_Alıntı_:
=====
Gıdada ifade özgürlüğü tehlikede mi?
Tarım konusunda önemli değişiklikler öngören “Gıda, Tarım ve Orman Alanında Bazı Düzenlemeler Yapılması Hakkında Kanun Tasarısı” Türkiye Büyük Millet Meclisi’nde görüşülmeye başlandı. Tasarının geneli üzerinde görüşmeler tamamlandı. haftaya maddeler üzerinde görüşmelere başlanacak.
Hobi bahçeleri, tarım arazilerinin korunması, tütün ile ilgili düzenlemeleri daha önce yazmıştık. Tasarıda gıdada ifade özgürlüğünü tehdit eden, gıda konusunda yayın yapan, açıklama yapan, görüş bildirenlere yönelik cezaların öngörüldüğü iki madde var. Bu maddelerin gıda konusunda ifade özgürlüğünü ortadan kaldıracağı endişesi var.
Yapılmak istenen düzenleme neyi öngörüyor?
Tasarının 28.maddesi ile 11/6/2010 tarihli ve 5996 sayılı Veteriner Hizmetleri, Bitki Sağlığı, Gıda ve Yem Kanunu’nun 3’üncü maddesinin birinci fıkrasına “Yanıltıcı yayın” başlığıyla eklenen fıkra ile “Her türlü yazılı, görsel, işitsel ve dijital iletişim araçları üzerinden yapılan ve ticari reklam kapsamına girmeyen, gıda güvenliği ve güvenilirliği hususunda tüketicide endişe, korku ve güvensizlik yaratarak tüketicinin tüketim alışkanlıklarını olumsuz etkileyen gerçeğe aykırı yayınlara” 20 bin liradan 50 bin liraya kadar para cezası getiriliyor. Tüketicide endişe, korku, güvensizlik yaratma deyimi çok genel ve tehlikeli. Yapılan eleştirel her haber, her açıklama bu kapsama sokulabilir. Yani “çiftçi para kazanamıyor, ürettiği ürünü satamıyor” diye yazılan bir haber, yazı veya dile getirilen görüş çiftçide endişe ve korku yaratıyor denilerek cezalandırılabilir.
Bu maddeye bağlı olarak RTÜK Yasası’na da “Ticari reklam kapsamına girmeyen, gıda güvenliği ve güvenilirliği hususunda tüketicide endişe, korku ve güvensizlik yara tarak tüketicinin tüketim alışkanlıklarını olumsuz etkileyen, gerçeğe aykırı nitelikte olamaz” hükmü eklenerek, televizyon, radyo ve benzeri mecralarda da bu tür yayınların yapılmasına ceza getiriliyor.
=====
[Nesnelerin göründüğü yerlere dair veri kümesi satırları]
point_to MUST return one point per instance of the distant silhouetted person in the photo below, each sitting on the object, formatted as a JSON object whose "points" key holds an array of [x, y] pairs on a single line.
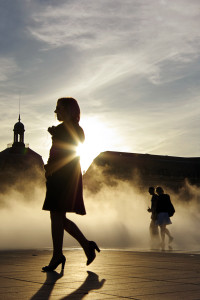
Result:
{"points": [[164, 210], [153, 228], [64, 191]]}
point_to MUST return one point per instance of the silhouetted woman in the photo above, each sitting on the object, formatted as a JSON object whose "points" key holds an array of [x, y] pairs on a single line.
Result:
{"points": [[64, 191], [163, 208]]}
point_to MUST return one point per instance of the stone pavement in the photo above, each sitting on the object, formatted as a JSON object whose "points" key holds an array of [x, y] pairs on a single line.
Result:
{"points": [[113, 275]]}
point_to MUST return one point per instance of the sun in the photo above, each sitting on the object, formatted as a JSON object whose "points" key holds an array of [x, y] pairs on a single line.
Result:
=====
_Kısa alıştırma_:
Kanun tasarısı yazısında "Tasarının 28.maddesi ile" sözleriyle başlayıp "yaratıyor denilerek cezalandırılabilir." sözleriyle biten bölümü olduğu gibi kopyalayın.

_Görev yanıtı_:
Tasarının 28.maddesi ile 11/6/2010 tarihli ve 5996 sayılı Veteriner Hizmetleri, Bitki Sağlığı, Gıda ve Yem Kanunu’nun 3’üncü maddesinin birinci fıkrasına “Yanıltıcı yayın” başlığıyla eklenen fıkra ile “Her türlü yazılı, görsel, işitsel ve dijital iletişim araçları üzerinden yapılan ve ticari reklam kapsamına girmeyen, gıda güvenliği ve güvenilirliği hususunda tüketicide endişe, korku ve güvensizlik yaratarak tüketicinin tüketim alışkanlıklarını olumsuz etkileyen gerçeğe aykırı yayınlara” 20 bin liradan 50 bin liraya kadar para cezası getiriliyor. Tüketicide endişe, korku, güvensizlik yaratma deyimi çok genel ve tehlikeli. Yapılan eleştirel her haber, her açıklama bu kapsama sokulabilir. Yani “çiftçi para kazanamıyor, ürettiği ürünü satamıyor” diye yazılan bir haber, yazı veya dile getirilen görüş çiftçide endişe ve korku yaratıyor denilerek cezalandırılabilir.